[Extracted data entries]
--
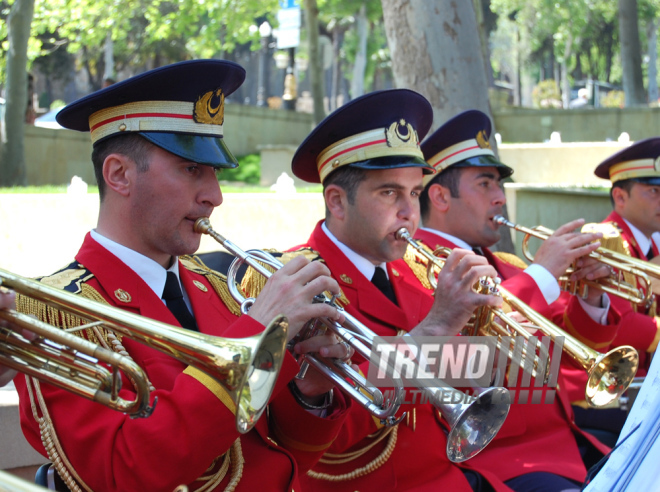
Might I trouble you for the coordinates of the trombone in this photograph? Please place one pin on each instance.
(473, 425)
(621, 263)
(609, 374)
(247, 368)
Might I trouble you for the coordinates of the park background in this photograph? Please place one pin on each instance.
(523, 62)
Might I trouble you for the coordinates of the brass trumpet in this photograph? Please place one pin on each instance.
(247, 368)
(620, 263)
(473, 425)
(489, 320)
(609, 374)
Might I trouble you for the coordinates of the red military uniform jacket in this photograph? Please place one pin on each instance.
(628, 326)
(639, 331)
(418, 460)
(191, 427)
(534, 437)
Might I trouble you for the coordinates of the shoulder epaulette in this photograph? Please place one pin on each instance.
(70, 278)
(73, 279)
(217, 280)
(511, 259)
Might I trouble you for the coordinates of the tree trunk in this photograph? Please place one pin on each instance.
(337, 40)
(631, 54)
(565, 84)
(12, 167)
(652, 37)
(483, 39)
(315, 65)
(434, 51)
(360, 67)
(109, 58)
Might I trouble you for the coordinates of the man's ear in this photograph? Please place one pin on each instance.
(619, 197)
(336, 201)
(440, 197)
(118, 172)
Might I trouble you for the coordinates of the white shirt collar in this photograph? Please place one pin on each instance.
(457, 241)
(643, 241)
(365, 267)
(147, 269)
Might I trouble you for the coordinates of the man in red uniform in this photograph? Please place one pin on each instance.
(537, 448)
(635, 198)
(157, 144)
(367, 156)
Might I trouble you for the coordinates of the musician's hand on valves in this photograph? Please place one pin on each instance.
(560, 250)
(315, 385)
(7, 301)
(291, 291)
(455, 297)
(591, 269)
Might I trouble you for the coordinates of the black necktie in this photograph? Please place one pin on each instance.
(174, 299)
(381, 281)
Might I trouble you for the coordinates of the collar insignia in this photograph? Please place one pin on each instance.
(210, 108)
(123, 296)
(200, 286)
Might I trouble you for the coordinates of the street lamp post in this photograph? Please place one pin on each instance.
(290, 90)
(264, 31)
--
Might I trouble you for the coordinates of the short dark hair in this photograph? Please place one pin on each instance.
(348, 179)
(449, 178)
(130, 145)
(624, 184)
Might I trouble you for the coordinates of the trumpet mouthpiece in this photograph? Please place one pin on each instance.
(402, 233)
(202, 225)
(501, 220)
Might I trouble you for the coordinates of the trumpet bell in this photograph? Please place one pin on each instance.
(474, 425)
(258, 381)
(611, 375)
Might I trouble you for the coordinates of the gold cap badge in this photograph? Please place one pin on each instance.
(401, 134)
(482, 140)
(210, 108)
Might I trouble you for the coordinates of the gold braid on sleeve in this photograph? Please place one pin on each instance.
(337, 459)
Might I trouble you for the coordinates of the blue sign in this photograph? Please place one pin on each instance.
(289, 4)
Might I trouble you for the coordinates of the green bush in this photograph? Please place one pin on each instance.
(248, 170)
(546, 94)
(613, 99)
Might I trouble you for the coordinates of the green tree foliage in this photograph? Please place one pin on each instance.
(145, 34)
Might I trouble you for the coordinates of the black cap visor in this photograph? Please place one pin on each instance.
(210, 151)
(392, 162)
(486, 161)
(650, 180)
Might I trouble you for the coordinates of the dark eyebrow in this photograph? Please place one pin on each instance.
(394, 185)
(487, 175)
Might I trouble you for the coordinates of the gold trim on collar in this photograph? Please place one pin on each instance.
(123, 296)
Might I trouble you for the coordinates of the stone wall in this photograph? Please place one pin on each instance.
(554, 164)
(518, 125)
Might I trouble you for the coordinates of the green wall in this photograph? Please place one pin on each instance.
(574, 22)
--
→ **TASK REQUIREMENTS**
Determine how many lines of the material above contain the string "gold", and give only that number.

→ **EXERCISE OUTPUT**
3